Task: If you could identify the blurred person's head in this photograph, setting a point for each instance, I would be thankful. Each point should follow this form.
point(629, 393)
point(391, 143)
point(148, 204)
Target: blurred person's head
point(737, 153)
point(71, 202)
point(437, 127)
++++++
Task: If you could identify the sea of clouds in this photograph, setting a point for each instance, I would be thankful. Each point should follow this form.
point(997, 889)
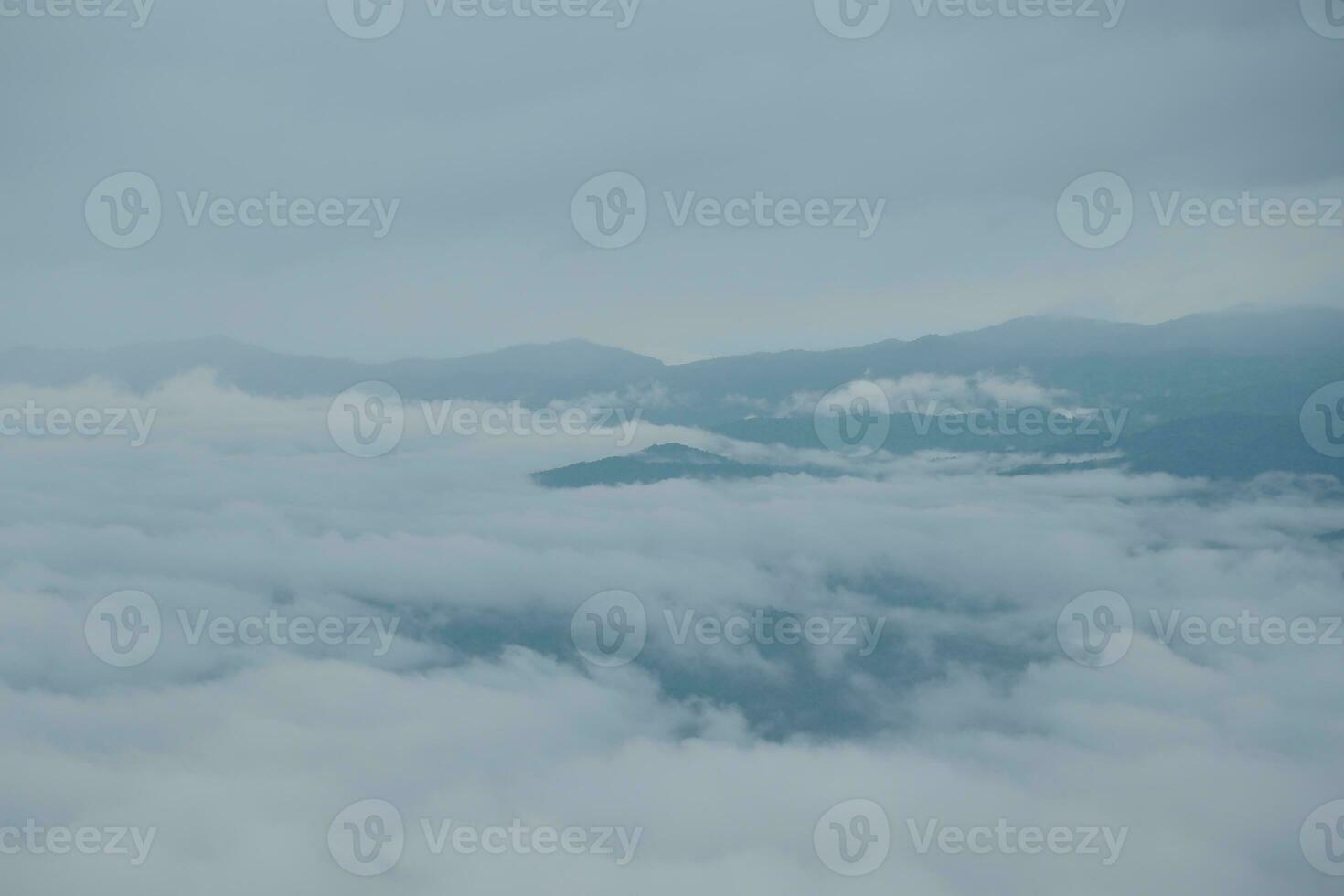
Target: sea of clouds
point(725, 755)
++++++
> Instruction:
Output the lines exactly as they appear, starting with the line containing "Task: If you could identify the blurred" and continuing through the line containing "point(437, 127)", with both of those lines included.

> Output below:
Task: If you could identify the blurred person's head in this photograph, setting a point for each instance, I would be thankful. Each point should follow this form.
point(629, 393)
point(391, 143)
point(148, 204)
Target: blurred person's head
point(737, 153)
point(71, 202)
point(437, 127)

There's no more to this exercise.